PAGE TEXT:

◇ ◇ ◇ ◇ ◇

Aunt Hazel had that "what the heck is happening?" look on her face. We were, as the saying goes, "getting our clocks cleaned" by a team that was truly the Odd Couple of mixed doubles, Sal and Angela!

How could we be losing to these two?

Sal and Angela both played well enough. Angela was a down-the-line specialist. Sal was all bang-bang, drill-the-net-person person.

It started during the warm-up. Sal tried to drill me at the net during the eye warm-up, smirking all the time. He hit winners during the rally segment and his overhead feeds all soared back to the baseline. With Aunt Hazel, Angela knocked off sharp angle shots at the net and drop shots during their rally.

Sal was easy not to like and Angela presented a pathetic persona, what is known colloquially as "a piece of work". And we got caught up in playing them, not their game.

All of Sal’s boorishness was not restricted to Aunt Hazel and me. When Angie missed an easy overhead, Sal glared at her and shook his head from side to side. Angela moved to her next ready position, ignoring Sal’s histrionics.

◇ ◇ ◇ ◇ ◇

DATA SHOWN:
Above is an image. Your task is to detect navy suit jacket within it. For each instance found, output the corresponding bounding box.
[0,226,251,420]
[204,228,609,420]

◇ ◇ ◇ ◇ ◇

WHAT YOU WILL DO:
Pick up the story about the mixed doubles match after its final sentence and carry it forward. The data comes from a separate source and is unrelated to the story about the mixed doubles match.

EXERCISE RESPONSE:
Poor Angie. Her next misdeed was an apparent sitter which she pushed long. Sal placed his hands on his hips and glared at her. Angie assumed the ready position, eyes straight ahead. Sal huffed and grimaced, but Angie wasn’t buying.

Now it was Sal’s turn. He doubled faulted and the racquet went sailing into the backscreen, clearly Angela’s fault. Sal snarled at her. Angela moved stoically to the opposite service box. Love-40.

We won that game, but it was not a good day for us. The game score was still very much to their favor.

Sal banged a return into the net tape; it hovered indecisively for an eternal split second then dribbled onto our court. Gordon Forbes1 calls this "The sly mischief of tennis".

Their shots nicked the outside of the lines. Ours missed, or just missed. "Out" calls were maybe too quick. But, as Ron Woods2 will tell you, if you think you’re being ripped on the line calls, adjust your target area.

And so it went all afternoon.

The fault was ours. Instead of analyzing our game and making adjustments, we were playing them. We wanted to beat this rude pair so bad that our game poise disappeared.

Aunt Hazel tried to drill Angela at the net, hitting long to short. Angie dispatched the ball sharply into the alley, turned, marched deadpan to the opposite court.
I tried to hit deep to Sal to teach him a lesson. Too many strokes were dispatched with too much enthusiasm. Sal gleefully called them "Out!"

In turn he gave "that lingering look" on almost every line call we made, close or not so close. He was very easy to not like.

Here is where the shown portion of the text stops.